Collected data entries
_ _ _
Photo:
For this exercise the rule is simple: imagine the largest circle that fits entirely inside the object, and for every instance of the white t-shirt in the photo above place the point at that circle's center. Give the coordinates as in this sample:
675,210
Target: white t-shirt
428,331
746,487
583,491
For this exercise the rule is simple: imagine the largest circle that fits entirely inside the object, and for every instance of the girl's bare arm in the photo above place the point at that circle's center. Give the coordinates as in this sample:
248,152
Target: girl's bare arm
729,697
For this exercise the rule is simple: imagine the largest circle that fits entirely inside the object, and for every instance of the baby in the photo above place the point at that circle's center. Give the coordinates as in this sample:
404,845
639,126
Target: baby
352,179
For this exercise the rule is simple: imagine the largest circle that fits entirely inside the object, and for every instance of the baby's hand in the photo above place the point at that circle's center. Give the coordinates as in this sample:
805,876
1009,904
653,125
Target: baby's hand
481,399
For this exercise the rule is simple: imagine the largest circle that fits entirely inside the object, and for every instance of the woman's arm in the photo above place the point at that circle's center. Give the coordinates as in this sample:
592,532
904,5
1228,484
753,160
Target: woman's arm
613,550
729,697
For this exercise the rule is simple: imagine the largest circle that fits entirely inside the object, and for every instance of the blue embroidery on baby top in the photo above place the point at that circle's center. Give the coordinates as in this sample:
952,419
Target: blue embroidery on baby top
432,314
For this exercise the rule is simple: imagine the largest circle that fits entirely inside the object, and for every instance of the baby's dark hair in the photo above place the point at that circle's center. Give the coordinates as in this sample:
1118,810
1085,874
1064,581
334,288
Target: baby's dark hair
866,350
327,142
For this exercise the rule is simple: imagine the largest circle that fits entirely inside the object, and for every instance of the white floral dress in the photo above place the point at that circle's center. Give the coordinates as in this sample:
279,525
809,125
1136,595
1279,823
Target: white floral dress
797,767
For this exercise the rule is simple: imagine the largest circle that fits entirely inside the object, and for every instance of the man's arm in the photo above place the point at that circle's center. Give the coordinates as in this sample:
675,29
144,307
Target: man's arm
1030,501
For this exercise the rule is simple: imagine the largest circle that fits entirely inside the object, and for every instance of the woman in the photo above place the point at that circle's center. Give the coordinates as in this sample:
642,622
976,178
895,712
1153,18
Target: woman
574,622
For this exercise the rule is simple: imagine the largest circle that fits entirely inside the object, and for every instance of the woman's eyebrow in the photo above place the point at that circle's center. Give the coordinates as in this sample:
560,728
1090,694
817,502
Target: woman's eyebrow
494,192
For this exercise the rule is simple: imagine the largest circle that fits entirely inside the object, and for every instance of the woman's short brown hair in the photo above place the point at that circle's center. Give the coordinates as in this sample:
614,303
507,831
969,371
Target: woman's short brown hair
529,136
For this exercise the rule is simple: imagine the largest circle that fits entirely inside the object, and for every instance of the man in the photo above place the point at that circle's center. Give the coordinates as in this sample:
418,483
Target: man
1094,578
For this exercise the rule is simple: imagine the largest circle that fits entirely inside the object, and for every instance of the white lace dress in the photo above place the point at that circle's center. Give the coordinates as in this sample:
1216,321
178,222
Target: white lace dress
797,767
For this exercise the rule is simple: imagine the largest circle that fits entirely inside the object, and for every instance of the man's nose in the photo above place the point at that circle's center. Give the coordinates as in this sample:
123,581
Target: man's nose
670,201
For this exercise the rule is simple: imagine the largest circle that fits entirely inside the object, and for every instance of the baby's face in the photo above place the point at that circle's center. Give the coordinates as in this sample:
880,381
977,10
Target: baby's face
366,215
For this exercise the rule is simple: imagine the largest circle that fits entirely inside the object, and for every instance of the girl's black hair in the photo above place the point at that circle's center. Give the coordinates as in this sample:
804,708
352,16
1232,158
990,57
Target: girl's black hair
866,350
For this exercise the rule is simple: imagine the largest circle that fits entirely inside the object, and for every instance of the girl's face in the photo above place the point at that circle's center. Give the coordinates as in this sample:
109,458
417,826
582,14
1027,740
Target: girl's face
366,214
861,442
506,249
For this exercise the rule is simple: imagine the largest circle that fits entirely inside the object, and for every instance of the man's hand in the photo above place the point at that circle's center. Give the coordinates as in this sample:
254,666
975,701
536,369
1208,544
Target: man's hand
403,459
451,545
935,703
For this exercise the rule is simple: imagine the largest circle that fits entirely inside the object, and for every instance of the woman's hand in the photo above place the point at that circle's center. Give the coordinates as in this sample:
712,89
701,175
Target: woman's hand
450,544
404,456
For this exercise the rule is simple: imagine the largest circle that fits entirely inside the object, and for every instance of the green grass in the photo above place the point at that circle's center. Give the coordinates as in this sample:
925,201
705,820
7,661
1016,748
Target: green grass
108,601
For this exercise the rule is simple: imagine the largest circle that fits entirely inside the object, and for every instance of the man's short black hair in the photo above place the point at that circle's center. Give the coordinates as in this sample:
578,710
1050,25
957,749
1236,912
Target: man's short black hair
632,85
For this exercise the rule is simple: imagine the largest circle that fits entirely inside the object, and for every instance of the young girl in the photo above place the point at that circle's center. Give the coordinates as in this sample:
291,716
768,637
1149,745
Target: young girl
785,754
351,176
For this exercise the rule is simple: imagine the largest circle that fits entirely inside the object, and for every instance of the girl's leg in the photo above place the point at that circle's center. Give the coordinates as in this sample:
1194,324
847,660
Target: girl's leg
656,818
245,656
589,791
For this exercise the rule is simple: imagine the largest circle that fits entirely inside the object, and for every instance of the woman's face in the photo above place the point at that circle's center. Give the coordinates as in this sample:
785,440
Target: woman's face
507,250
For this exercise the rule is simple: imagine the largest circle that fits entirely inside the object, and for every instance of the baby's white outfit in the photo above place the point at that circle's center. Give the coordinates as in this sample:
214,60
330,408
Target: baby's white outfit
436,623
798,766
_ _ _
Output all of the data again. Match it exactly.

*OUTPUT:*
Photo:
For this exercise the rule is simple: imagine the largest circle that fits entirely inside the object, and for every instance of the white t-shirt in the photo above place the point at that circle's center. Give the coordinates as in this sample:
675,210
Target: white t-shirt
428,331
746,487
583,491
For this exercise the rule is simple: imagine the largest circle that fits entirely inside the object, and for every instance of the girl's bare arm in the photo above place the point at that circle's center. Give the coordinates as in this sample:
248,152
Target: girl's bare arm
729,697
For this exercise the rule is simple: imagine the largest circle that fits entirely inside the object, and for every instance of the baby in the photo above place the point at that circle's center. Give the coordinates as in this sample:
404,845
639,126
Target: baby
352,179
For this exercise the rule is simple: imagine the largest circle that fits entirely inside the object, and for every instance of the baby's hand in the photo above place the point at that circle's center. Give the coordinates as in this sample:
805,876
1009,904
653,125
Target: baby's hand
481,399
For this exercise the rule is simple: imagine the largest circle that fits entirely inside the object, and for every instance of the woman's arm in the photo above place the point at that circle's center. Give the coordinates as in this sample:
592,532
904,5
1228,484
753,160
Target: woman's arm
613,550
729,697
For this exercise the rule is simple: imagine the largest circle that fits entirely inside the object, and for every instance of the blue embroidery on baby top in the photo above place the point at that circle's center. Give the coordinates as in this sample:
952,419
Target: blue embroidery on baby top
432,314
For this exercise the rule is simple: imagine the largest circle that fits entirely inside the object, and for every instance of the baby's dark hair in the photo above place the point at that circle's center. Give the coordinates as in this sample:
1118,810
1085,874
1064,581
334,288
Target: baby's dark hair
866,350
327,142
For this exercise the rule is simple: imagine the largest circle that fits entirely inside the object, and for every instance of the white floral dress in the photo above place the point at that circle's center. Give the coordinates as in this sample:
279,525
809,125
1136,595
1279,823
Target: white floral dress
797,767
For this exercise the rule is simple: imagine the largest circle that fits entirely inside the object, and for every instance of the man's arm in the photo above place the point at that circle's center. Give the coordinates as in this sample:
675,29
144,307
Target: man's arm
1030,501
For this exercise the rule is simple: imagine the largest circle that fits entirely inside the object, and for every instance of the woman in the photo above place the point at that circle's center. Give the coordinates as in this sample:
642,622
976,178
895,712
1153,18
Target: woman
574,622
For this exercise the rule is simple: imagine the largest circle that fits entirely inside the object, and for every instance of the woman's eyebrow in the photo above place the point at that circle's center. Give the coordinates as in this sample:
560,728
1090,694
817,502
Target: woman's eyebrow
494,192
For this exercise the rule is simple: imagine the largest circle that fits entirely inside the object, and for every instance of the woman's short brown hair in the photo above place the point at that circle's center. Give the coordinates as in this sample:
614,303
507,831
969,371
Target: woman's short brown hair
529,136
For this exercise the rule is simple: imagine the largest circle that fits entirely inside the object, and for every instance of the man in the photo above place the point at that circle's center. Give the coordinates as in this sample:
418,483
Target: man
1094,578
For this exercise the rule is simple: imagine the largest circle that fits entirely inside the object, and for every instance of the white lace dress in the photo above place the point at that circle's center. Give the coordinates as in this sample:
1216,321
178,222
Target: white lace dress
797,767
For this exercise the rule is simple: imagine the largest circle that fits entirely inside the object, and for every instance of the man's nose in the photo above place the point at that circle's center. Give the coordinates as in this sample:
123,581
Target: man's nose
670,201
For this exercise the rule is simple: imagine the largest circle that fits entirely inside the object, and for every instance of the baby's face in the photo above place the point at that circle's center. Give the coordinates as in this sample:
880,381
977,10
Target: baby's face
366,215
For this exercise the rule is simple: imagine the largest circle that fits entirely inside the object, and for every instance of the girl's black hair in the photo above place the point at that circle's center. Give the coordinates as in this sample:
804,708
352,16
1232,158
990,57
Target: girl's black hair
866,350
For this exercise the rule is simple: imagine the largest circle that fits entirely inside the object, and for every instance of the girl's face in the photo above place the point at that circle's center. Give the coordinates as in this sample:
109,458
417,826
582,14
1027,740
Target: girl's face
366,214
861,442
506,249
For this exercise the rule is simple: imagine the largest circle that fits entirely inside the object, and for every instance of the man's hand in the photo above place the point at that circle's center. Give the coordinates as in this sample:
254,666
975,701
536,369
1208,544
Target: man's hand
403,459
451,545
935,703
For this exercise the rule is simple: imagine the largest circle that fits entirely inside the object, and for every instance of the woman's hand in the photo above place the point at that circle's center. Give the coordinates as in this sample:
712,89
701,175
Target: woman's hand
450,544
404,456
For this exercise the rule is simple: imagine the largest circle that fits entirely inside the object, and for every instance of the green grass in the photo above place the point at that circle's center. Give the coordinates as in this sample:
925,201
705,820
7,661
1016,748
Target: green grass
108,601
For this exercise the rule is simple: imagine the largest circle that fits entirely inside the object, and for every instance of the man's short black hair in the photo above place the point at that circle's center. Give the coordinates as in this sample:
578,710
1050,25
957,749
1236,912
Target: man's short black hair
632,85
For this exercise the rule is simple: imagine the largest circle that fits entirely inside the object, and for every instance of the young girl in the photo above place the point at that circle's center. Give the coordinates as in this sample:
291,716
768,637
1149,745
Target: young girl
785,754
351,176
For this exercise the rule is simple: imagine the largest circle that fits entirely inside the object, and for every instance of the girl's leg in the photo above place the point at that circle's center. Give the coordinates as in this sample:
1194,324
847,660
Target: girl's leg
656,818
245,656
589,791
For this exercise the rule is simple: imagine the largest circle that fits entirely inside the object, and for every instance of the woman's face in the photo above place the point at that circle's center. Give the coordinates as in this sample:
785,440
Target: woman's face
507,250
For this exercise the rule is simple: imagine the largest circle that fits entirely inside the object, and for every instance of the baby's white outfit in the photo above place the point at that circle's center. Give the coordinates as in this sample:
214,60
330,408
Target: baby's white outfit
436,623
798,766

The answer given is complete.